[start of Record extracts]

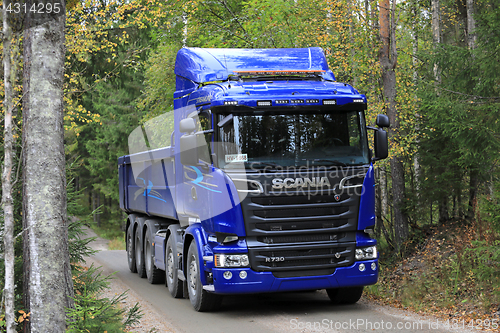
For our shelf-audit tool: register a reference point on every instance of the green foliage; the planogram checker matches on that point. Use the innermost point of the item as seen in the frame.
(159, 82)
(94, 314)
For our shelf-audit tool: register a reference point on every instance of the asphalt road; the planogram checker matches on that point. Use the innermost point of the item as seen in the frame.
(284, 312)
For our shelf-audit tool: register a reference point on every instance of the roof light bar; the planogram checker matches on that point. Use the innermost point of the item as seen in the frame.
(264, 103)
(329, 102)
(279, 72)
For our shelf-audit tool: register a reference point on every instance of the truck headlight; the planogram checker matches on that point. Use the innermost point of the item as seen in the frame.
(366, 253)
(232, 260)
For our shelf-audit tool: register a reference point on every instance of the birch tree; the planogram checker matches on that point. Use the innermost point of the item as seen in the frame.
(8, 171)
(48, 285)
(388, 61)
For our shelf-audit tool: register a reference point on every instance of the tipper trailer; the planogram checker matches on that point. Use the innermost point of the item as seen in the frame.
(263, 182)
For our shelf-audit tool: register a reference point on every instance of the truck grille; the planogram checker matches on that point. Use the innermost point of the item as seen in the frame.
(287, 214)
(282, 259)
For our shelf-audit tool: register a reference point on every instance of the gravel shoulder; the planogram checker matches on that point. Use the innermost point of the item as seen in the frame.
(151, 321)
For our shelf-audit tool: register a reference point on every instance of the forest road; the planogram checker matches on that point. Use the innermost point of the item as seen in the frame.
(283, 312)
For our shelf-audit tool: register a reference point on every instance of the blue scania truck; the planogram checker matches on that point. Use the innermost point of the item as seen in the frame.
(262, 181)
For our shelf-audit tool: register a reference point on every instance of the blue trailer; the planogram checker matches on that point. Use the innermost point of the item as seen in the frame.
(262, 183)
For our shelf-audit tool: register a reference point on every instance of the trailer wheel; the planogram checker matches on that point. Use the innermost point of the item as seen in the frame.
(345, 295)
(139, 255)
(202, 300)
(153, 274)
(172, 281)
(130, 249)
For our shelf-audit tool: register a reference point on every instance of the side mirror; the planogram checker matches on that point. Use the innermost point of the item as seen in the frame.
(381, 144)
(189, 149)
(187, 125)
(383, 121)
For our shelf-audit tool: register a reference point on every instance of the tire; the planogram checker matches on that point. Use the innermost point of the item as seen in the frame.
(153, 274)
(202, 300)
(139, 255)
(172, 281)
(345, 295)
(131, 249)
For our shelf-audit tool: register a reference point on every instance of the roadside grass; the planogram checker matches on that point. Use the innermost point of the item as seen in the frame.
(454, 274)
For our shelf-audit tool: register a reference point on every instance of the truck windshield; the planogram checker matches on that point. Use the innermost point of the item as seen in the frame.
(282, 140)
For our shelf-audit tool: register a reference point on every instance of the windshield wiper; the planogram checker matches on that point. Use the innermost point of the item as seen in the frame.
(331, 162)
(263, 164)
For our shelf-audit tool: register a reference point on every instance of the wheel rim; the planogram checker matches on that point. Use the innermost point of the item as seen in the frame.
(170, 266)
(193, 274)
(148, 256)
(129, 247)
(138, 253)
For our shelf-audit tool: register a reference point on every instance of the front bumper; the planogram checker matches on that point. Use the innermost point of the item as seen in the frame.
(265, 282)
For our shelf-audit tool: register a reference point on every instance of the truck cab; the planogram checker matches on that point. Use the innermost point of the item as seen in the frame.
(267, 183)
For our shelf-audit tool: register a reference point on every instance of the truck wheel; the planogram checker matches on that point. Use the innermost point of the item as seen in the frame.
(345, 295)
(130, 249)
(201, 299)
(139, 255)
(153, 274)
(173, 283)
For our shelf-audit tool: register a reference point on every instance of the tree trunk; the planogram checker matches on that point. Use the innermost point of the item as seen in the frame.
(388, 62)
(48, 282)
(474, 182)
(416, 161)
(436, 35)
(471, 25)
(443, 210)
(8, 171)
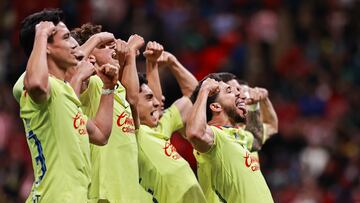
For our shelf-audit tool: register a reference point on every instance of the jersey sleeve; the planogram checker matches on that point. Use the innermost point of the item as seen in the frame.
(247, 138)
(19, 88)
(171, 121)
(90, 98)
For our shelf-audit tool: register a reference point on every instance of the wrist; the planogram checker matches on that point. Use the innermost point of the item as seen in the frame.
(107, 91)
(42, 35)
(151, 61)
(253, 107)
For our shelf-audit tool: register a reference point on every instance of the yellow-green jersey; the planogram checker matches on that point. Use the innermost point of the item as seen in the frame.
(59, 144)
(163, 172)
(231, 172)
(115, 171)
(18, 88)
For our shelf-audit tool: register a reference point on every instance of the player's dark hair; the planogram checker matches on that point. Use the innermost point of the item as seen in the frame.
(211, 99)
(83, 33)
(27, 27)
(142, 80)
(226, 77)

[end of Record extracts]

◆ Problem statement: Retype, without any picture, exactly the lines from the one with "of the wheel" through the end of the entries, inclusive.

◆ Solution below:
For our shelf-audit tool: register a reference point on every instance of the wheel rim; the planogram checker matches on that point. Use the innermost point of the item as seen in the frame.
(170, 266)
(193, 274)
(148, 256)
(129, 247)
(138, 253)
For our shelf-audit tool: register a reference point on every instance of the front bumper; the planogram checker matches on that point. Use the innermost point of the item as seen in the frame.
(265, 282)
For our shelf-audit tool: register a reference point on every instance of the truck cab; the planogram checker matches on that point. Use the innermost point of the item as seen in the frame.
(267, 183)
For our shelf-audit tool: register a reference point on every instance of the truck wheel; the planogram checker matches on that point. Use the innermost point of the item as seen in the frame.
(345, 295)
(130, 249)
(201, 299)
(139, 255)
(153, 274)
(173, 283)
For our shelf-audit tool: register a reference point on every instance of the tree trunk; the planogram checker matches on that point. Use the innermost point of the item as seen in the frame.
(388, 62)
(48, 282)
(474, 182)
(416, 161)
(436, 35)
(471, 25)
(443, 210)
(8, 171)
For our shelf-audit tool: register a reference point on every instance of the jersey sleeve; the planogram checker matches on that point. Use the innermost point of the item as seen in the frame.
(247, 138)
(19, 88)
(171, 121)
(90, 98)
For our shelf-audit tool: register a reference point on every instance of the wrist; the planogram checker matches on that point. Use the innermost point of the item as seen in the frame.
(107, 91)
(42, 35)
(151, 61)
(253, 107)
For our shelf-audit tool: register a reference point on every instance of the yellow-green jersey; the planogram checker matches on that point. Use the innermost point of the item as seen in the frame.
(59, 144)
(163, 172)
(231, 172)
(115, 171)
(18, 88)
For our shelf-audit tool: register a reference point on every instance of the player's dark hair; the planogram checker matches on that point. Use the innermost point of the item as seen in the frame.
(211, 99)
(83, 33)
(27, 27)
(142, 80)
(226, 77)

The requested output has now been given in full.